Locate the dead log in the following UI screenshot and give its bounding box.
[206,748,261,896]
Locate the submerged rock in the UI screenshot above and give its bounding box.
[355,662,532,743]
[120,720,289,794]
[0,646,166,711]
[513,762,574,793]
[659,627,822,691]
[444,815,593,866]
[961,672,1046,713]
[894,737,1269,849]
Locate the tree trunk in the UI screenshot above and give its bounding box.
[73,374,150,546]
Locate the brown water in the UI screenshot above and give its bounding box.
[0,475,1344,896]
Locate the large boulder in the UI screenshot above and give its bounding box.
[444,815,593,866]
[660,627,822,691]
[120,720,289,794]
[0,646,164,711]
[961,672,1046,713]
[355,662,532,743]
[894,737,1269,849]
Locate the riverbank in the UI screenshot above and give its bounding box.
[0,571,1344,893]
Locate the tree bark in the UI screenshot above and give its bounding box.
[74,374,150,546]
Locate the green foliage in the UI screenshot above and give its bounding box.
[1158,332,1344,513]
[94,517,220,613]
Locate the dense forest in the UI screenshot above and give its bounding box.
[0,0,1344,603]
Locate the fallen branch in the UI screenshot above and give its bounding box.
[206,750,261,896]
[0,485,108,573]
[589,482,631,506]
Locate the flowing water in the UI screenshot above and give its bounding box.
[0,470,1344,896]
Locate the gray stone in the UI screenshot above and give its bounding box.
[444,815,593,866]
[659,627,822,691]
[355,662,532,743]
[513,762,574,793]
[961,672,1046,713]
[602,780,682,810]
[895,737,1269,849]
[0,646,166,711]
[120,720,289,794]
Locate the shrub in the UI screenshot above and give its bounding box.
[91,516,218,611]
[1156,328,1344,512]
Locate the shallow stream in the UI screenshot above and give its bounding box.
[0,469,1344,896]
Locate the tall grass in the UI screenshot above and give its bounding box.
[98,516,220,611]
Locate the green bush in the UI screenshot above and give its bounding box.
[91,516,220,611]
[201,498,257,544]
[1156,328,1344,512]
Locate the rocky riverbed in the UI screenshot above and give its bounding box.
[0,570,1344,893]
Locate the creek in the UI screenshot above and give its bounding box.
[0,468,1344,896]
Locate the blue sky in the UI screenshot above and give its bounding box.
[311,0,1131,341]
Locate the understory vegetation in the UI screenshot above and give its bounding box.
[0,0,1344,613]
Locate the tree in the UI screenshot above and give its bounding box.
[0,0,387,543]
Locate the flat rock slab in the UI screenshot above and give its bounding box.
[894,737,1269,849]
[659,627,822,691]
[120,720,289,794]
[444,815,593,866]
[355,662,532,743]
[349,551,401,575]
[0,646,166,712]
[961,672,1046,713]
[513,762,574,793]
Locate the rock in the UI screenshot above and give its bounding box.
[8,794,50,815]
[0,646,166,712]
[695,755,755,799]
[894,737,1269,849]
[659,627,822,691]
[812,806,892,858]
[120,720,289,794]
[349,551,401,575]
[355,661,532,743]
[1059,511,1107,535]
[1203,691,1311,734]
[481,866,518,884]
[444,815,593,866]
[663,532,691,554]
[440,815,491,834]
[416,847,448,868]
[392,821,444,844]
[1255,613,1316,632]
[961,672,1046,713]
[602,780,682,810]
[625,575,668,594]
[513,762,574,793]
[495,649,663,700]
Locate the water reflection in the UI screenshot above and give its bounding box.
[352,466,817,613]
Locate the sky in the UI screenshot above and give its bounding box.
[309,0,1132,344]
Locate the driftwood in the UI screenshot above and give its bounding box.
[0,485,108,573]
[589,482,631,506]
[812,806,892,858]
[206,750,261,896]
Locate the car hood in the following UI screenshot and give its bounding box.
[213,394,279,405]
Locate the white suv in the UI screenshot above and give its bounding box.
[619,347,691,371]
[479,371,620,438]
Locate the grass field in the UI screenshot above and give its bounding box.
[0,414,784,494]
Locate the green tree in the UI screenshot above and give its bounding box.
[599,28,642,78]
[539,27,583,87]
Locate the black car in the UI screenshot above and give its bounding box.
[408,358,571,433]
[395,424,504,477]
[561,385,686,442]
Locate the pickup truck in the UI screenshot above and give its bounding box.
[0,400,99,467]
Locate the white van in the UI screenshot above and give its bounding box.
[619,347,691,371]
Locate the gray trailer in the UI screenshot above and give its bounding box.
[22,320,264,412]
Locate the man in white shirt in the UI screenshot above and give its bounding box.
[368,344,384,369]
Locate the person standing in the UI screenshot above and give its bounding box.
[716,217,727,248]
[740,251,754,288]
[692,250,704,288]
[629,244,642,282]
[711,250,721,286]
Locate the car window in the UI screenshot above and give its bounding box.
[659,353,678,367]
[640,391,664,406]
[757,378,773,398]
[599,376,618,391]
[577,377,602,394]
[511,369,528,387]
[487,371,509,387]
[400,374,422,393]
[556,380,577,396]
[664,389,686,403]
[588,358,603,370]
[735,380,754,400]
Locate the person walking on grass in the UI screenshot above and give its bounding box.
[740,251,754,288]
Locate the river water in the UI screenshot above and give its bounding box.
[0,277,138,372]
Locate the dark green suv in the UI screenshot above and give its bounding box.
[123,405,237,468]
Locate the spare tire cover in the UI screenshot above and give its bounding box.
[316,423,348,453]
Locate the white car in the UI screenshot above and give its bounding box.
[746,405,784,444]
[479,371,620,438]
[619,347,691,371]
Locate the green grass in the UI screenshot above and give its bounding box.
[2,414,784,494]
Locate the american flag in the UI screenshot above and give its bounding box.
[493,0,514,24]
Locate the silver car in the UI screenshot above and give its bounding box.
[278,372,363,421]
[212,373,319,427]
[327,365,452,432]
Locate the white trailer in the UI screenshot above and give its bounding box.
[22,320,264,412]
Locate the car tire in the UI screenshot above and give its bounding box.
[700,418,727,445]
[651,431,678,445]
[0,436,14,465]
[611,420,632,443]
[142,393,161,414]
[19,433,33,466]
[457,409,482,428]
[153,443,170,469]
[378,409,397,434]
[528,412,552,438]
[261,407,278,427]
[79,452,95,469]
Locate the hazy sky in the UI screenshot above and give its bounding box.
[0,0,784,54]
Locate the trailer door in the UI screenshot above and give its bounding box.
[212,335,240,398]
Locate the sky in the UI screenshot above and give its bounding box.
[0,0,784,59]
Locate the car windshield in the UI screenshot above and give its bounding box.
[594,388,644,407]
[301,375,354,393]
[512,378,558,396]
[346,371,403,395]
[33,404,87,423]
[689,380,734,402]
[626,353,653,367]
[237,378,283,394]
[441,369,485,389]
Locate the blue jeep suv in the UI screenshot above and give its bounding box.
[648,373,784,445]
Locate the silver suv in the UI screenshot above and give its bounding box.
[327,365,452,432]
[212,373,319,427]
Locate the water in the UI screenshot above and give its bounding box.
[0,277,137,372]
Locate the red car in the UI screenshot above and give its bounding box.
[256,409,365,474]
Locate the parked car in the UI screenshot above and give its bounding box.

• • •

▶ [Directive] Write out everything from the line containing "Locate the american" down to the end of the data, swapping "silver" for "gray" and leaving all else unchanged.

▶ [Answer to this problem]
Locate the american flag in the UI screenshot above and give its bounding box.
[493,0,514,24]
Locate the gray car in the UI screenshot above and give its bounding box.
[278,372,363,421]
[212,373,319,427]
[327,365,452,432]
Locate the white trailer in the UI screenshot above and give its bounding box.
[22,320,264,412]
Locate the car tire in the UI screenshot above and give its bounding box.
[700,418,727,445]
[651,431,678,445]
[0,436,14,465]
[611,420,632,443]
[142,393,161,414]
[19,433,33,466]
[457,409,482,428]
[153,443,170,469]
[378,409,397,434]
[528,412,552,438]
[261,407,278,427]
[79,452,95,469]
Locate the hazy sky in the UI screenshot above and give its bounding box.
[0,0,784,54]
Locate the trailer door in the UI screenshot above and give its bounding box.
[212,335,240,398]
Locate the sky in the UI screenshot above and give its bounding box.
[0,0,784,59]
Locate the car windshield in the UI screenshot above and give its bounding box.
[594,388,644,407]
[301,375,354,393]
[512,378,558,396]
[346,371,403,395]
[33,404,87,423]
[689,380,734,402]
[626,353,653,367]
[237,378,283,394]
[441,369,485,389]
Locate the blue jeep suv in the UI screenshot above and give its bounding box.
[648,373,784,445]
Locate the gray suv in the UI screenshot above and give its bounding box.
[327,365,452,432]
[212,373,319,427]
Locate the water in the UI screenshot above and give its bounding box.
[0,277,137,372]
Locate the red car in the UI screenshot above and give its bounding box.
[256,409,365,474]
Locate the parked car in the UI screenshot above and give its bounding box.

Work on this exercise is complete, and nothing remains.